start RECORDS FOR THIS EXERCISE
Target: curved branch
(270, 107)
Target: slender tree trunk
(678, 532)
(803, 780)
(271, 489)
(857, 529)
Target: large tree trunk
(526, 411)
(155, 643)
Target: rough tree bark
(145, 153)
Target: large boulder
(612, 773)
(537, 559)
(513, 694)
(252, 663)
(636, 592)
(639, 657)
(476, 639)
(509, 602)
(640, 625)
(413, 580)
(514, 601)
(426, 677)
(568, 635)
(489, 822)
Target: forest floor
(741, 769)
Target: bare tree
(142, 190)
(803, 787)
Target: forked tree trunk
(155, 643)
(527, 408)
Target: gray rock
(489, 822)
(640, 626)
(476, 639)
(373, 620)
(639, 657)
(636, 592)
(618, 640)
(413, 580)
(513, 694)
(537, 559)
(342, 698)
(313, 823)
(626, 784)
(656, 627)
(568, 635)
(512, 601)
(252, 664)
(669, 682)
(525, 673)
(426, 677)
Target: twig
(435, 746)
end RECORDS FOR THIS EXERCISE
start RECORDS FOR THIS EXERCISE
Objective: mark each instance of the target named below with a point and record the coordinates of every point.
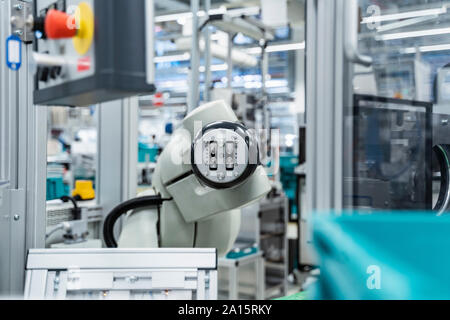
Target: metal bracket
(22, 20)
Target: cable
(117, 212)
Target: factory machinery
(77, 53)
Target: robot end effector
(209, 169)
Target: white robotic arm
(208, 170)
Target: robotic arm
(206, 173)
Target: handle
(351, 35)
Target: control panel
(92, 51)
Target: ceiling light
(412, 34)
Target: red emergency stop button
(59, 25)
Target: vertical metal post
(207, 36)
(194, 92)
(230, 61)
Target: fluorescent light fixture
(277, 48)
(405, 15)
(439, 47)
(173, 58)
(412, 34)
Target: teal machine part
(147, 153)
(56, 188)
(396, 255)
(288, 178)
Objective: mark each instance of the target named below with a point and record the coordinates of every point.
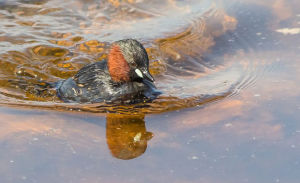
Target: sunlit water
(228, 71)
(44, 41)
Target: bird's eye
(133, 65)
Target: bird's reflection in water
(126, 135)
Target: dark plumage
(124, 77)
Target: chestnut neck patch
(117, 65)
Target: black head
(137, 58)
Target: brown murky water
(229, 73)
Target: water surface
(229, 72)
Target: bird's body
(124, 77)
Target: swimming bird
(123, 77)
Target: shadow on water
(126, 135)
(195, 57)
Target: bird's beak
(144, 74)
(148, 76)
end RECORDS FOR THIS EXERCISE
start RECORDS FOR THIS EXERCISE
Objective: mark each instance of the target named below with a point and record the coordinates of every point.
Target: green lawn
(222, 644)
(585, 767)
end RECORDS FOR THIS EXERCISE
Please show every line above that contains the string "large", copying each in full.

Target: large tree trunk
Target: large boulder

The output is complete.